BEGIN MATERIAL PROVIDED

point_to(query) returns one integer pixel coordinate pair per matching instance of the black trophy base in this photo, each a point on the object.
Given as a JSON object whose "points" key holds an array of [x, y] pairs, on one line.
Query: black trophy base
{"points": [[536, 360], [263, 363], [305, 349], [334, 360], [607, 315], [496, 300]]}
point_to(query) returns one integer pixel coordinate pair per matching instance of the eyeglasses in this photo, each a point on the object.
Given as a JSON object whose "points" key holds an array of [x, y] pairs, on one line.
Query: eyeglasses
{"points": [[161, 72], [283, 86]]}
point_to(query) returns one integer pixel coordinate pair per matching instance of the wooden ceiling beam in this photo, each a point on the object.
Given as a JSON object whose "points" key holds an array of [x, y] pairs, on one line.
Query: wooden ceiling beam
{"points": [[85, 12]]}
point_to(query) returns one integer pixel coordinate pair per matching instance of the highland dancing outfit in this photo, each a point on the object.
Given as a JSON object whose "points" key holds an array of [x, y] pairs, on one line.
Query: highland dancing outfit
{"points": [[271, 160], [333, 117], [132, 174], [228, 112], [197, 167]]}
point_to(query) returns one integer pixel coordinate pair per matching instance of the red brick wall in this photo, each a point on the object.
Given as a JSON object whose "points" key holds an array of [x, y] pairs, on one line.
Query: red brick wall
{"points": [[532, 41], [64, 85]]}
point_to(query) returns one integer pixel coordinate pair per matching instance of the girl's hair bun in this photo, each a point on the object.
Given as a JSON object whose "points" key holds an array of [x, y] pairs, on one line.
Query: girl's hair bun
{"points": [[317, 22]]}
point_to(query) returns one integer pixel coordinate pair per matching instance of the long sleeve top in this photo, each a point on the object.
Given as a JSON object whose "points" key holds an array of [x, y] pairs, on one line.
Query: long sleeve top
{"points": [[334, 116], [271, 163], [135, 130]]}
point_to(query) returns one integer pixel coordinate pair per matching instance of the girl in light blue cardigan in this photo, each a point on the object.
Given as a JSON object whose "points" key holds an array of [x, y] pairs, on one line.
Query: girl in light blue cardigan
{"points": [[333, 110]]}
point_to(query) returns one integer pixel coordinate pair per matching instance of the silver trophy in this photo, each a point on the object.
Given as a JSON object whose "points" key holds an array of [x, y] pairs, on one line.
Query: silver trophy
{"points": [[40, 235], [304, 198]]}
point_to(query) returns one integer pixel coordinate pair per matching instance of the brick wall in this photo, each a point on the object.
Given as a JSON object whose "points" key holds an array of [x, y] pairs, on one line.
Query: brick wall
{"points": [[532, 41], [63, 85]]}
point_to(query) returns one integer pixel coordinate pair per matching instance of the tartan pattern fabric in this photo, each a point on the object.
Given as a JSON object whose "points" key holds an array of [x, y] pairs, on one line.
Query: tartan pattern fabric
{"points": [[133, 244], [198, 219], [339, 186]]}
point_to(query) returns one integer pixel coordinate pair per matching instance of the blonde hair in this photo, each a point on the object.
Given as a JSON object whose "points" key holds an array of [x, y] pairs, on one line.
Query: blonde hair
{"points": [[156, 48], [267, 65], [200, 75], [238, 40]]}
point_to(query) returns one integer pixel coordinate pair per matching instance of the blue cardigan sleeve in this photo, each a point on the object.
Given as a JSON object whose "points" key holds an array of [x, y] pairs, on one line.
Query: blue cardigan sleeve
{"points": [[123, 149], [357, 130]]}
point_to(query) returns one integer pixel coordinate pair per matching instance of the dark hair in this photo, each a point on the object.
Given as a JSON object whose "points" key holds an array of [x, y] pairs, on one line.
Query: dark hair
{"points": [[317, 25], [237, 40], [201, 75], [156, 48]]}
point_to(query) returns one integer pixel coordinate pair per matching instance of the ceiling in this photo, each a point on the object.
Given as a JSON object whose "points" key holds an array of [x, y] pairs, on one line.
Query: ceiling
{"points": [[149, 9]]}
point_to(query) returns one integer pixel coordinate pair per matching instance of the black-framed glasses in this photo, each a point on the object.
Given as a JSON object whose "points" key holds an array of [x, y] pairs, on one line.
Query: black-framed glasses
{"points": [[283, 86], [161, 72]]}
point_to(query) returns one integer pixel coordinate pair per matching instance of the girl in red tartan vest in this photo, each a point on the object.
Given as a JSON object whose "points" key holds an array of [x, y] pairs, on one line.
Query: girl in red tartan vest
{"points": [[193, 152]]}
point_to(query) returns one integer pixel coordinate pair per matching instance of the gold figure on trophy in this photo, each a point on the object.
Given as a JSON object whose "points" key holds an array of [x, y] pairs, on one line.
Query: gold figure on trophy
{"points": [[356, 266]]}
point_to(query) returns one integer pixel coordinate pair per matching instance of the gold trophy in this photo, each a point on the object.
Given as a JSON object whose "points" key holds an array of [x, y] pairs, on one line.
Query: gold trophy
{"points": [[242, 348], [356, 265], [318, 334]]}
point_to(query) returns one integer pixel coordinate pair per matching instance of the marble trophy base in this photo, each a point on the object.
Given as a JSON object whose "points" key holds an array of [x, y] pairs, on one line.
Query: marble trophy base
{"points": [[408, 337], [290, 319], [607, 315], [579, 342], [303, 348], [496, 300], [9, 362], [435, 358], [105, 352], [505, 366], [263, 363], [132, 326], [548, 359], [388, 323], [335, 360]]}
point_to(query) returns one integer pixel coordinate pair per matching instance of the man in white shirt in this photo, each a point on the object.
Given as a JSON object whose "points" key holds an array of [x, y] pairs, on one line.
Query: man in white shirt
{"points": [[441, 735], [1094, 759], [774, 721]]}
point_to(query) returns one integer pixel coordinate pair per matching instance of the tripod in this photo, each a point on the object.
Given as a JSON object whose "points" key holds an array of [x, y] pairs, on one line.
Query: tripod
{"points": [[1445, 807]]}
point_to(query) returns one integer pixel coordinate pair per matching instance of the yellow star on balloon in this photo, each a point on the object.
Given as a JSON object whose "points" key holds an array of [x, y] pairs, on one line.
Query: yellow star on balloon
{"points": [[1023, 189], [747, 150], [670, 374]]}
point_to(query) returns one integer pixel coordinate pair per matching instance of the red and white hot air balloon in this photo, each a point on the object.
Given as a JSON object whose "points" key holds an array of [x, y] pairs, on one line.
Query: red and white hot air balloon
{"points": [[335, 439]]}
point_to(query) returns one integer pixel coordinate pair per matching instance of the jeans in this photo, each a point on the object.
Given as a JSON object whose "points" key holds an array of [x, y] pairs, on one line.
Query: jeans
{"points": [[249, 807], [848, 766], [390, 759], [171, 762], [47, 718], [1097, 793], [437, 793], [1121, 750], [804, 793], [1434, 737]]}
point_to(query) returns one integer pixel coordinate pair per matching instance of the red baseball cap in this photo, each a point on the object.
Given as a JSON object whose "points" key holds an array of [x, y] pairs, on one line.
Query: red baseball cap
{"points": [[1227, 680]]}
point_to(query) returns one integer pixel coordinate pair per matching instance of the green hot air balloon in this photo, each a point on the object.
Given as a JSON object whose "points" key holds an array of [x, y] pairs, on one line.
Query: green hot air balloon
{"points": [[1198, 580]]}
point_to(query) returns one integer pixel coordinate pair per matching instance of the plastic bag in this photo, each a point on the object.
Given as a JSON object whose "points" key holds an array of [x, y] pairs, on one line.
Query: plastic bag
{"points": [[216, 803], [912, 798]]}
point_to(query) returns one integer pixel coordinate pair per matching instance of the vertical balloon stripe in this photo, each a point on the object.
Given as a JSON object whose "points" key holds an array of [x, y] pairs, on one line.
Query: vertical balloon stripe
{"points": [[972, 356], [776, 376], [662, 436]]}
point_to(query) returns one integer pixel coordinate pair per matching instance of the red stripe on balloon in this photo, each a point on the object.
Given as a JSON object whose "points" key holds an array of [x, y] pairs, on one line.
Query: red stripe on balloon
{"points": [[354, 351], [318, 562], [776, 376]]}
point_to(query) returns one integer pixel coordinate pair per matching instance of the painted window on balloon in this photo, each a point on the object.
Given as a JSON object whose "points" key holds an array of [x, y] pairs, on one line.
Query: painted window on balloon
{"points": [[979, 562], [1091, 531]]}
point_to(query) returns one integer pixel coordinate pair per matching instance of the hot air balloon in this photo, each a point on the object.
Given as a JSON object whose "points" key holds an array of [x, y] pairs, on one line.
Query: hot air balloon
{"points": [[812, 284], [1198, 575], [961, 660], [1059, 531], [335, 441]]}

END MATERIAL PROVIDED

* [WORK TO BE COMPLETED] Rewrite the records from the start through the line that contains "Query: black trophy base", inclusive, changing "pixel coordinate pair" to "coordinate pair" and keeping everything else the same. Give only those lines.

* [WRITTEN ANSWER]
point_to(query) returns one integer coordinate pair per matching instance of the black trophy base in this photo, each a point on the object.
Given as a JSON object whose "points" key holds an array of [x, y] pairs, on one line.
Query: black trophy base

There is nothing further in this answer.